### Stated exercise
In the items below, starting at the line that contains "the white tank" and running through the last line, substitute "shoelaces" for "shoe laces". Give back only those lines, with nothing else changed.

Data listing
--- Start ---
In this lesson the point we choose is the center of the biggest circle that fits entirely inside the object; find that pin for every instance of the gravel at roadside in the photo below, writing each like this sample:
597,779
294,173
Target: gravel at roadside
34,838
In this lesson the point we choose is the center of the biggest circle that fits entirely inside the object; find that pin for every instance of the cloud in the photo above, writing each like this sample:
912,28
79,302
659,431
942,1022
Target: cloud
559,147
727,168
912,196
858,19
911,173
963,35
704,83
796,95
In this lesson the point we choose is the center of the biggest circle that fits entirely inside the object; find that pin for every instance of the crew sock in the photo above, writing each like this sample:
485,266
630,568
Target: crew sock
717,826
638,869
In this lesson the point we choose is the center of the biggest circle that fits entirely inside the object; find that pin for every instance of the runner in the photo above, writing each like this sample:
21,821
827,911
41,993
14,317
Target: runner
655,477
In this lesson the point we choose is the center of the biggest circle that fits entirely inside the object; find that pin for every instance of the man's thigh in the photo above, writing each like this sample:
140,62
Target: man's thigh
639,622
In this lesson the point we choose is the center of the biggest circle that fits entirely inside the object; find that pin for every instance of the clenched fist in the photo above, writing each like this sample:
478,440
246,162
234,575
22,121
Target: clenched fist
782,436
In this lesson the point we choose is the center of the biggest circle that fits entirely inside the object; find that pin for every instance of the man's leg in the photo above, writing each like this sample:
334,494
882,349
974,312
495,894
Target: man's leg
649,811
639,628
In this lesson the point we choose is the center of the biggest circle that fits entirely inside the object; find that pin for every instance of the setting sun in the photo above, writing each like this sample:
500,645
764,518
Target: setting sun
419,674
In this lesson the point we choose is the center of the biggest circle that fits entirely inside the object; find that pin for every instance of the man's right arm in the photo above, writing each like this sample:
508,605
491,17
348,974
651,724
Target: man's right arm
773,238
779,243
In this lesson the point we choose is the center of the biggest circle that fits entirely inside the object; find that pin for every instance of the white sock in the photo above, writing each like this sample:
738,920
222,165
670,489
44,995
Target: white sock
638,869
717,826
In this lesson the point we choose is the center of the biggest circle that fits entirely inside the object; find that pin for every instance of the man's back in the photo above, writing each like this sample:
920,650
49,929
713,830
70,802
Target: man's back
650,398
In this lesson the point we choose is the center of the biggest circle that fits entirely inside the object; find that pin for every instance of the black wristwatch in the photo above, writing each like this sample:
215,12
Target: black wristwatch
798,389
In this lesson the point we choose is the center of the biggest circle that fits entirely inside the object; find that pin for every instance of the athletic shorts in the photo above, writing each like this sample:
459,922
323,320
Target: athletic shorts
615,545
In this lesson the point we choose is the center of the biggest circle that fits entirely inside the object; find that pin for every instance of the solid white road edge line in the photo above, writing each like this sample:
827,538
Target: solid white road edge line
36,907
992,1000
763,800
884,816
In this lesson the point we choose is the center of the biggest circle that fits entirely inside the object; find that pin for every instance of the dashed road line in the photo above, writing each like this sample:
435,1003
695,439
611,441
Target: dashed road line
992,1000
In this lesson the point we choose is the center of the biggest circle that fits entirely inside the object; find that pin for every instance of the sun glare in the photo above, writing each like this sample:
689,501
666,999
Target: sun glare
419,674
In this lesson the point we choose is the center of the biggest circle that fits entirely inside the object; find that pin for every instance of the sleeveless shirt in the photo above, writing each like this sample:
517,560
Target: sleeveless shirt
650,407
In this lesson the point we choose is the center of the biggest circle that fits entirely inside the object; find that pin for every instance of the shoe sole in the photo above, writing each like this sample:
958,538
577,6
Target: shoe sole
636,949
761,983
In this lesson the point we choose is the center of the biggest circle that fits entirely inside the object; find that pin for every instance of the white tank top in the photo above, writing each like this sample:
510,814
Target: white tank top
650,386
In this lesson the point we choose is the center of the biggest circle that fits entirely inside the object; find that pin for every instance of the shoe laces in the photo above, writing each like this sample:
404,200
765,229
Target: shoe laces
--- End ---
### Response
In this lesson the point we choose is the center of the biggest circle that fits entirely inside the object; find that pin for every instance of the white tank top in the photo above, writing each like this sample:
510,814
Target: white tank top
650,386
In this lesson the point we choose is the center of the biggest circle that fits entirely inside the object; find that pin for every instance of the shoelaces in the photo above, writing each like this sample:
404,200
765,229
Target: shoelaces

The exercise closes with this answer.